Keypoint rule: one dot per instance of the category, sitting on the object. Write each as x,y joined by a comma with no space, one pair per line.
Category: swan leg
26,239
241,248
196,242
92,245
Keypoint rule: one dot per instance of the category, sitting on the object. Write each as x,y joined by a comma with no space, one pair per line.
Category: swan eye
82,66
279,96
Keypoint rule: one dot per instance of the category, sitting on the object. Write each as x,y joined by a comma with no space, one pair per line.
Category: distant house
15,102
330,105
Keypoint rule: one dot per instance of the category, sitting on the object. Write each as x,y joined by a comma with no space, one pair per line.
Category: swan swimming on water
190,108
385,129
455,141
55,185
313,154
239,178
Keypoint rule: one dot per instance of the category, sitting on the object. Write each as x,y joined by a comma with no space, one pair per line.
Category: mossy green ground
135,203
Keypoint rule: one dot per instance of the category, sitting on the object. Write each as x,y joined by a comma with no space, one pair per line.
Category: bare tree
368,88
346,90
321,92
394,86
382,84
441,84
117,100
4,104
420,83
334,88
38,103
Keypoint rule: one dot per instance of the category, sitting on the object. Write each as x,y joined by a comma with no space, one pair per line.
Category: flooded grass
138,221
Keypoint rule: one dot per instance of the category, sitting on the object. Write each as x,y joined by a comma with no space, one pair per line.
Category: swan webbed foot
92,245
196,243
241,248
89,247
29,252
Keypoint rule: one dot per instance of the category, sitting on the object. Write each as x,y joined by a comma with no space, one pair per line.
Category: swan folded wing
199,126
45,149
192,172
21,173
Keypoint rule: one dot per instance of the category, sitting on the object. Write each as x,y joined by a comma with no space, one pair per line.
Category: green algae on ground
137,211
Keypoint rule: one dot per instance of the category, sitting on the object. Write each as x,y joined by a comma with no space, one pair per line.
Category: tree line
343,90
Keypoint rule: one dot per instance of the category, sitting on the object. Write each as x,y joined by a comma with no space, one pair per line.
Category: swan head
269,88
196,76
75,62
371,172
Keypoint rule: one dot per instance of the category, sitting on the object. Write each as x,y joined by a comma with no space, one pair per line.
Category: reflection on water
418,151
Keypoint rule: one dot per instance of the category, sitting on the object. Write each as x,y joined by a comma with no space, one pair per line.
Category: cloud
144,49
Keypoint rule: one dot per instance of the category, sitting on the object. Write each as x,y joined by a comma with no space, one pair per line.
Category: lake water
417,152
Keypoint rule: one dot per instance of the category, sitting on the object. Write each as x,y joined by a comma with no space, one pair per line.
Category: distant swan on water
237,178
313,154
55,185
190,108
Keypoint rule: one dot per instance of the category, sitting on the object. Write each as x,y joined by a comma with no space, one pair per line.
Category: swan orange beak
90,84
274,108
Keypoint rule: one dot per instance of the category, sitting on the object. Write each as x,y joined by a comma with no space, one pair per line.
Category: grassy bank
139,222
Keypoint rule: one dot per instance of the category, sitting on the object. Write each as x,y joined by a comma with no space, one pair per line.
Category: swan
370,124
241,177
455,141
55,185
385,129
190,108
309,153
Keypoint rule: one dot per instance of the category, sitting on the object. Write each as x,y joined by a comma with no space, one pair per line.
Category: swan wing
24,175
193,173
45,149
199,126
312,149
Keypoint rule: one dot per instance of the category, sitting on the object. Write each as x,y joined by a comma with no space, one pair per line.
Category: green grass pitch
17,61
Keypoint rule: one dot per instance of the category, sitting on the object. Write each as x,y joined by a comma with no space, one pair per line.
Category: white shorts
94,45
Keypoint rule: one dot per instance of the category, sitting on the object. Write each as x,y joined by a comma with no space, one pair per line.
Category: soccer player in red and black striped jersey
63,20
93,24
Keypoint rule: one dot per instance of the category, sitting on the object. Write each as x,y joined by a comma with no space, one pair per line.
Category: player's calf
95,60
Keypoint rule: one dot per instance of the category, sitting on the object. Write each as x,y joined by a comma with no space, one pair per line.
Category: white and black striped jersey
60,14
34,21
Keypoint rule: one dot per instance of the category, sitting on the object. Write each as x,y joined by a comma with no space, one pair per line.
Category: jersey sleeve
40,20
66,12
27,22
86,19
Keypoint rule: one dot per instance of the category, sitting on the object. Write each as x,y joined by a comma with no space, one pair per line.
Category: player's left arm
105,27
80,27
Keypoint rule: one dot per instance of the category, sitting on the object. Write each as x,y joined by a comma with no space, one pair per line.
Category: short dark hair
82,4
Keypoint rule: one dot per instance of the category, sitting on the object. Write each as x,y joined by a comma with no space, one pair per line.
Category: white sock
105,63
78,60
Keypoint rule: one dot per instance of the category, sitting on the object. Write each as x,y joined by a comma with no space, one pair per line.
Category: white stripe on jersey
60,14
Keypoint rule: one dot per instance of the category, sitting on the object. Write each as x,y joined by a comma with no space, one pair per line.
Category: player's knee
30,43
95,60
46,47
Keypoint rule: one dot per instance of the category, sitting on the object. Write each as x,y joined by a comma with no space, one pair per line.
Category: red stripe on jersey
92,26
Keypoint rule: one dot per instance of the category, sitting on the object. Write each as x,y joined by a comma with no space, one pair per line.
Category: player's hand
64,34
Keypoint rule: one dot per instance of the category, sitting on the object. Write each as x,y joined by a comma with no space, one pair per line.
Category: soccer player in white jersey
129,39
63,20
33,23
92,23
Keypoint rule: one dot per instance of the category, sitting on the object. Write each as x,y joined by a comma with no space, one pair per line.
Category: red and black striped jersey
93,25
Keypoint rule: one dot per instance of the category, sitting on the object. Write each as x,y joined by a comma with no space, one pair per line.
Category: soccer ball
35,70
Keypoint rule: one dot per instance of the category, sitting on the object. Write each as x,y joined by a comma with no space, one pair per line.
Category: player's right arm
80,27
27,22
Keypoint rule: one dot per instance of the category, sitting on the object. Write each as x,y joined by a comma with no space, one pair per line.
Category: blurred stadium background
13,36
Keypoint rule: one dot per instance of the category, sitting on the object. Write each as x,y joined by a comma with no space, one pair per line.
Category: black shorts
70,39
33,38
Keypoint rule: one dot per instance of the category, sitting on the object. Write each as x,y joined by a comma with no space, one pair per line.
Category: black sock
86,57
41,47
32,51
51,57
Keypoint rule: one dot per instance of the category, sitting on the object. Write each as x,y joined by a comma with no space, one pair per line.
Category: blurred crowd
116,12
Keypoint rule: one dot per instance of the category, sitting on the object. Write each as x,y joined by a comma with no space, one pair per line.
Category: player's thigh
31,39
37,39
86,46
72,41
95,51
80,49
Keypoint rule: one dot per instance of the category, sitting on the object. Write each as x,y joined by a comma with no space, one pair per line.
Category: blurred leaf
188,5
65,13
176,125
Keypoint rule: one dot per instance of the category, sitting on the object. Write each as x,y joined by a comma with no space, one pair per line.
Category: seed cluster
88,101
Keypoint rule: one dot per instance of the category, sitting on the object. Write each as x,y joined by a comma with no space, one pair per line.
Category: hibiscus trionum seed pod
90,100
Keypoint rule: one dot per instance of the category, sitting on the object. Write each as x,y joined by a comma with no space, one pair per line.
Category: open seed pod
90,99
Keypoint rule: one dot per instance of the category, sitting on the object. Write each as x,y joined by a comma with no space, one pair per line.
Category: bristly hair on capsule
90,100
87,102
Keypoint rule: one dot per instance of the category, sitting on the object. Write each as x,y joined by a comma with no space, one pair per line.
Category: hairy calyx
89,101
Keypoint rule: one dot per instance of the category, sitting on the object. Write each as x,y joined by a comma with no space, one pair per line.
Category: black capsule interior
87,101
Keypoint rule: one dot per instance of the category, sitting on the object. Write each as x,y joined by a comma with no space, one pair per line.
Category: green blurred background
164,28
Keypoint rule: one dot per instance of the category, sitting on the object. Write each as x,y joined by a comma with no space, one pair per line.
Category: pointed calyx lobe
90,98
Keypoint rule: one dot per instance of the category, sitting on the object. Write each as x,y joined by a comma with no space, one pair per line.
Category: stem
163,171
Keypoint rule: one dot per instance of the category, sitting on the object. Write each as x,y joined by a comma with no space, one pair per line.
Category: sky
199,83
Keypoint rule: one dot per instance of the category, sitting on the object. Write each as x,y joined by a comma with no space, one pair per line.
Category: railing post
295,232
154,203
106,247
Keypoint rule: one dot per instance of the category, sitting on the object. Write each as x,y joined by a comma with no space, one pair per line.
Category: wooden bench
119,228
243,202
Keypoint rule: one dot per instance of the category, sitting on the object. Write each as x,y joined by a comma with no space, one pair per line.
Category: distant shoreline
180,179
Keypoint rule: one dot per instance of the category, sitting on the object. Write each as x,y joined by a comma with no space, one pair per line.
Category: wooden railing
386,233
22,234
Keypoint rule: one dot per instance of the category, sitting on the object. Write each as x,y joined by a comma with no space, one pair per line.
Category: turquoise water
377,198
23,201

******************************

_TASK BRIEF_: Extract every line from the rows above that contains the string "jersey". The match is case-sensitive.

_EXERCISE RESULT_:
Category: soccer player in red and black striped jersey
Category: white and black striped jersey
Category: jersey sleeve
Category: white stripe on jersey
Category: red stripe on jersey
Category: soccer player in white jersey
Category: red and black striped jersey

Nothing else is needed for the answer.